*TASK ITEM*
What follows is a set of entries; retype all of them exactly.

(Referring expression data)
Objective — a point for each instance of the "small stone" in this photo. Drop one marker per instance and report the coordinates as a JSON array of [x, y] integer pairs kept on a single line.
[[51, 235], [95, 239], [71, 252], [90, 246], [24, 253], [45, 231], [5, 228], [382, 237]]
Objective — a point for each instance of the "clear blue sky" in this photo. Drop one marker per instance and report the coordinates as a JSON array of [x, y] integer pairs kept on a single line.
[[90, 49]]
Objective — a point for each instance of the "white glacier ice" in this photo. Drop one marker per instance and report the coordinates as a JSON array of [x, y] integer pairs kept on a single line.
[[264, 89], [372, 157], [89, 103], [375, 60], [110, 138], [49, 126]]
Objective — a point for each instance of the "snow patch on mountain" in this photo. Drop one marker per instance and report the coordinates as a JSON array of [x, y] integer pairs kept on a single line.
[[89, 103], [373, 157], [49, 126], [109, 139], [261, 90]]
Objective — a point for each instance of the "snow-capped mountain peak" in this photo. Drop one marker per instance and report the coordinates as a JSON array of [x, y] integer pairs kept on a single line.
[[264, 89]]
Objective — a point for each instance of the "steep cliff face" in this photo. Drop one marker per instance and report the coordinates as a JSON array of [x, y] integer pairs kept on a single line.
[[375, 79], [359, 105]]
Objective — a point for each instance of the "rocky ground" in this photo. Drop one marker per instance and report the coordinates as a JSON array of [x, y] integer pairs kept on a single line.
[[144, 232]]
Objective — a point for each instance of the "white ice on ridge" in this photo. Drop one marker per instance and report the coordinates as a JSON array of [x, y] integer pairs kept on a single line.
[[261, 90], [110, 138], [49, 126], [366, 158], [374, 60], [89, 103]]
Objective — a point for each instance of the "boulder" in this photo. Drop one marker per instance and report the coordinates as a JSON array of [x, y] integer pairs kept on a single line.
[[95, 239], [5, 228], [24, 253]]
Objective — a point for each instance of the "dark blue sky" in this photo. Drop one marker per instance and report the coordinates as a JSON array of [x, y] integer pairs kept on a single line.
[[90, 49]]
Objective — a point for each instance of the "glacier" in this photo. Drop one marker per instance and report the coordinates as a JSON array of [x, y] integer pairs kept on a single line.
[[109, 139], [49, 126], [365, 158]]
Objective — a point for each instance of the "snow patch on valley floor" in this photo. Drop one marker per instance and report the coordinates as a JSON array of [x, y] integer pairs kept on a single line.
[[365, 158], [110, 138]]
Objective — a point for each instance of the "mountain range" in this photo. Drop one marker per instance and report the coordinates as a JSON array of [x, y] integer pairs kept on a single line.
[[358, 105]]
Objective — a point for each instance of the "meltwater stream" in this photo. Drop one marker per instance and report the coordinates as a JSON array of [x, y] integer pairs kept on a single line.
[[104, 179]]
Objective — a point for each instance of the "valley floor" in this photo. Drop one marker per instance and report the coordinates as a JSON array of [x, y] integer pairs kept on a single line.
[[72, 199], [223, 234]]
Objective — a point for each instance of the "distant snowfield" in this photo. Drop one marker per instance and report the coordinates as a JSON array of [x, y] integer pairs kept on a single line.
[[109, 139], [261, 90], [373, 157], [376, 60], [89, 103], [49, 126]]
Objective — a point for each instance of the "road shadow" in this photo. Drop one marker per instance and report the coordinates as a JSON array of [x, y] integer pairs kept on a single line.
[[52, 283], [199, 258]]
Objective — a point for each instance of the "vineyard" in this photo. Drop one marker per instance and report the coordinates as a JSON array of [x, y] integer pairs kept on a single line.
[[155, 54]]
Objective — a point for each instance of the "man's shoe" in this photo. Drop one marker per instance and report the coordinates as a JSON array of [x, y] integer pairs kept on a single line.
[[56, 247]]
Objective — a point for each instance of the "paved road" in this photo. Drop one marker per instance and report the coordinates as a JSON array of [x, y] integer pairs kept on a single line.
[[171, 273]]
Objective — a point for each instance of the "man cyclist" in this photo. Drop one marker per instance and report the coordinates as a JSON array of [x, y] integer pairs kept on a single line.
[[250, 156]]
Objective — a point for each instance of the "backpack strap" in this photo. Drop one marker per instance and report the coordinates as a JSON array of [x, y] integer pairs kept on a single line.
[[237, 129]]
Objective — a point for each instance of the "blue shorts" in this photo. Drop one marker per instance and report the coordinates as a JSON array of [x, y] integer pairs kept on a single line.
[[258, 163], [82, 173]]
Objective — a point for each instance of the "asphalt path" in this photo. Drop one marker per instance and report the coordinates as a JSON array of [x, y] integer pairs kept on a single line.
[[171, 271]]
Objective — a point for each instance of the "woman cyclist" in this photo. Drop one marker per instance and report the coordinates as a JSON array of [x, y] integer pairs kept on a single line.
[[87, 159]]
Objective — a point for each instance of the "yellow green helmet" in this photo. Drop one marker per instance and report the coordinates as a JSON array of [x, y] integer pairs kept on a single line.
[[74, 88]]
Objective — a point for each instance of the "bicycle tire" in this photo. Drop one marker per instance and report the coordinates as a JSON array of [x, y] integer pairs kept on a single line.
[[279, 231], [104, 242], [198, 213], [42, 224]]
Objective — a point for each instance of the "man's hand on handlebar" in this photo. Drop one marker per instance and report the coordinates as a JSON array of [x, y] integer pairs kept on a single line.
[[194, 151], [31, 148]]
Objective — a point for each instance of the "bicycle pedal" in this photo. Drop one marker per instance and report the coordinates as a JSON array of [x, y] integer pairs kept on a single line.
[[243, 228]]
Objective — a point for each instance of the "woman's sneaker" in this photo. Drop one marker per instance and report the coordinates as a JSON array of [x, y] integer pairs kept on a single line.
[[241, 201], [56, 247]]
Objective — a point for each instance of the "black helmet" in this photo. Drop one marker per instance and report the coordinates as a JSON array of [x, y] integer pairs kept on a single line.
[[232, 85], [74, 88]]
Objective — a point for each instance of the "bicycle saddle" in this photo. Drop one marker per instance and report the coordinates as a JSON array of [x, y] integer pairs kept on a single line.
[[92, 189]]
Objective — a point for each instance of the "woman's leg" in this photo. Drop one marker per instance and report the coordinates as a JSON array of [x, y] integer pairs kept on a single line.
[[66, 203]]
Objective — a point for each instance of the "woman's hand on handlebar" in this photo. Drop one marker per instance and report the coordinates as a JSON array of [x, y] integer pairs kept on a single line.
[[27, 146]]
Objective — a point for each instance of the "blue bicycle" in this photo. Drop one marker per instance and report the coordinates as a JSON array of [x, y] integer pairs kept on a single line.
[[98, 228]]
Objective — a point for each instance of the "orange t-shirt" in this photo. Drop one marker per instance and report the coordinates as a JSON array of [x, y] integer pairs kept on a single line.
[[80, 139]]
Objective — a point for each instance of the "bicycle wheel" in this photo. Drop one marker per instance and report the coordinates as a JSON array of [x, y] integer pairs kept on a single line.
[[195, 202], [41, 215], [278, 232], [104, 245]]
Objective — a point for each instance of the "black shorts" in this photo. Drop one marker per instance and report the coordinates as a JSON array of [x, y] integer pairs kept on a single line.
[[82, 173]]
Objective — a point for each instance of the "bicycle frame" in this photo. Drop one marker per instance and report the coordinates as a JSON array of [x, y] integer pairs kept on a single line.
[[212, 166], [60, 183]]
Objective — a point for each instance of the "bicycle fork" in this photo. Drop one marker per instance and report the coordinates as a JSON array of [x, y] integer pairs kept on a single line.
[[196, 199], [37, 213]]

*RESULT OF THIS EXERCISE*
Objective — a point for each instance of the "small stone" in this photo. Drop one marker per instance and report the coordinates as a JSON array of [x, y] integer pairs kept on a single line.
[[51, 235], [95, 239], [71, 252], [90, 246], [24, 253], [45, 231], [5, 228], [382, 237]]
Objective — a point for each instance of the "clear blue sky" in this photo. Drop one marker per instance and report the coordinates as a JSON array of [x, y] integer pairs kept on a single line.
[[90, 49]]
Objective — a point for each instance of the "white glacier ice" in this photo. Drop one marker per instance and report the coordinates as a JSON array of [x, y] integer pairs kept on a single line.
[[264, 89], [372, 157], [89, 103], [375, 60], [110, 138], [49, 126]]
Objective — a point for each instance of the "snow patch on mountain" in this photo. Drop one marker per instance and report the coordinates as a JSON array of [x, y] integer pairs kept on a single line.
[[89, 103], [373, 157], [49, 126], [109, 139], [261, 90]]
Objective — a point for each instance of the "snow-capped mountain peak" in this photo. Drop one marker per instance and report the coordinates as a JSON array of [x, y] integer pairs kept on a single line.
[[264, 89]]
Objective — a point for each instance of the "steep cliff face" in this photo. Drop one marker per instance and report the coordinates as a JSON array of [x, y] integer pairs kept on a single line.
[[375, 79], [359, 105]]
Objective — a point for each instance of the "rocky ground" in this photo. Drop one marker per instance and report the coordinates as a JSON array of [x, y] integer pairs kept on a single line.
[[144, 232]]
Objective — a point for each instance of the "white ice on ridge" in this photo. Drop one marker per instance and report the coordinates as a JSON array of [x, y] integer pairs kept on a single line.
[[261, 90], [110, 138], [49, 126], [366, 158], [374, 60], [89, 103]]
Objective — a point for each instance of the "boulder" in this photo. Drop one marker per instance and report the coordinates as a JSON array of [x, y] integer pairs kept on a single line.
[[95, 239], [5, 228], [24, 253]]
Objective — a point for each instance of the "dark blue sky" in this photo. Drop one marker per instance and report the coordinates as a JSON array of [x, y] integer pairs kept on a single line.
[[90, 49]]
Objective — a point for each instance of the "glacier" in this photo. Drop one marker per instance and report the coordinates as a JSON array of [x, y] integer pairs kept on a single line.
[[109, 139], [49, 126], [365, 158]]
Objective — a point for each instance of the "snow patch on valley floor" in this photo. Drop one marker per instance and report the coordinates as a JSON array of [x, y] integer pairs kept on a single line.
[[365, 158], [110, 138]]
Objective — a point for each instance of the "mountain range" in this photo. Drop one marker per instance and report the coordinates as a JSON array of [x, y] integer pairs kept on a single line.
[[358, 105]]
Objective — a point for each instance of the "meltwater stream" in this photo. Drop one marker per instance and report the coordinates as a JSON array of [x, y] integer pairs kept on a single line.
[[104, 179]]
Objective — a point for each instance of the "valley floor" in this photo. Drop one marker per instance and report the coordinates as a JSON array of [x, y] integer pairs kept on a single line.
[[72, 199], [223, 234]]
Objective — a point for each instance of the "distant snowfield" in this photo. Drop one marker per instance and report the coordinates as a JSON array of [x, y] integer pairs kept on a single line.
[[109, 139], [261, 90], [373, 157], [376, 60], [89, 103], [49, 126]]
Objective — a point for each instance of the "road shadow" in this photo. Drop one marker per instance and report the coordinates as a JSON array of [x, y] integer pairs kept on a single line.
[[52, 283], [199, 258]]
Objective — a point for each instance of the "vineyard" in this photo. Drop one marker per instance and report the coordinates as a JSON array of [x, y] integer pairs kept on a single line.
[[155, 54]]
Objective — a point for each instance of the "man's shoe" in this photo. Drop one marker per instance and report the coordinates as a JSON array of [x, y] integer pairs kept on a single line.
[[56, 247]]
Objective — a point for each instance of the "paved road" in this photo. Drop one marker per instance and report the coordinates as a JSON array of [x, y] integer pairs kept on a single line.
[[171, 273]]
Objective — a point for each instance of the "man cyclist" in this photo. Drop one marker per instance and report the coordinates as a JSON array of [x, y] integer pairs kept on a single line.
[[250, 156]]
Objective — a point for each instance of the "backpack strap" in this photo. Drop one marker per instance and report the coordinates as a JSON array of [x, y] integer pairs kept on a single line.
[[237, 129]]
Objective — a point for each instance of the "blue shorts" in this photo. Drop one marker per instance and report the coordinates as a JSON array of [x, y] integer pairs kept on a single line.
[[258, 163], [82, 173]]
Objective — a point for each instance of the "asphalt path" in this photo. Drop one marker per instance and report the coordinates as a JSON array of [x, y] integer pairs kept on a single line.
[[171, 271]]
Objective — a point for each instance of the "woman cyclist" in this photo. Drop one marker per instance and report the coordinates as a JSON array of [x, y] integer pairs kept on a single line.
[[87, 159]]
Objective — a point for each instance of the "yellow green helmet" in this photo. Drop one marker per instance and report the coordinates as a JSON array of [x, y] integer pairs kept on a single line.
[[74, 88]]
Objective — a point for each instance of the "bicycle tire" in this photo. Drop one marker per instance and report the coordinates as a JSON array of [x, y] integer pairs kept on a single line.
[[279, 231], [104, 242], [198, 213], [42, 224]]
Objective — a point for each instance of the "man's hand on handlebar" in this photo. Drop one marker per instance and report the coordinates as a JSON array of [x, y] integer pairs kept on a single line.
[[194, 151], [31, 148]]
Objective — a point for each instance of the "bicycle pedal" in this photo. Drop one marker per instance and report the coordinates as a JSON array of [x, y] integer pairs kept on a single line.
[[243, 228]]
Objective — a point for each instance of the "woman's sneaker" in this photo. Drop one marker per instance and report the coordinates as a JSON array of [x, y] integer pairs kept on a single line.
[[241, 201], [56, 247]]
Objective — a point for each instance of the "black helmet" in this photo. Drop one marker per instance and report the coordinates as a JSON array of [x, y] integer pairs kept on a single line.
[[232, 85], [74, 88]]
Objective — a point for each instance of the "bicycle saddle" in this photo. Drop one marker per instance and report the coordinates as a JSON array of [x, y] integer pairs kept on a single line.
[[92, 189]]
Objective — a point for each instance of the "woman's leg" in this photo. Drop one marker per instance and report the coordinates as a JSON array of [x, y] integer pairs kept on a single line.
[[66, 203]]
Objective — a point for each instance of the "woman's hand on handlebar" in this photo. Drop one marker per instance and report the coordinates as a JSON array of [x, y] integer pairs kept on a single line.
[[27, 146]]
Objective — a point for each instance of the "blue bicycle" in this photo. Drop one marker per instance and report the coordinates as a JSON array of [x, y] integer pairs kept on a single line.
[[98, 228]]
Objective — a point for each instance of the "orange t-shirt" in this photo. Drop one marker per instance and report the coordinates as a JSON array of [x, y] integer pairs kept on a single line.
[[80, 139]]
Objective — a point for each instance of the "bicycle wheel" in this photo. Drop one marker per instance and report the coordinates as a JSON array of [x, y] integer pairs kept on a single line.
[[195, 202], [41, 215], [278, 232], [104, 245]]
Objective — a point for each instance of the "black shorts" in this photo. Drop one marker per instance and report the coordinates as a JSON array of [x, y] integer pairs kept on a single line.
[[82, 173]]
Objective — a point for each instance of the "bicycle frame" in this photo. Drop one marker per instance and report the coordinates as a JSON array of [x, y] integer pairs kept on a single line.
[[212, 166], [60, 183]]
Objective — a point for each instance of the "bicycle fork" in this photo. Drop one marker per instance and report the coordinates as a JSON array of [x, y] integer pairs kept on a single line.
[[196, 199], [37, 213]]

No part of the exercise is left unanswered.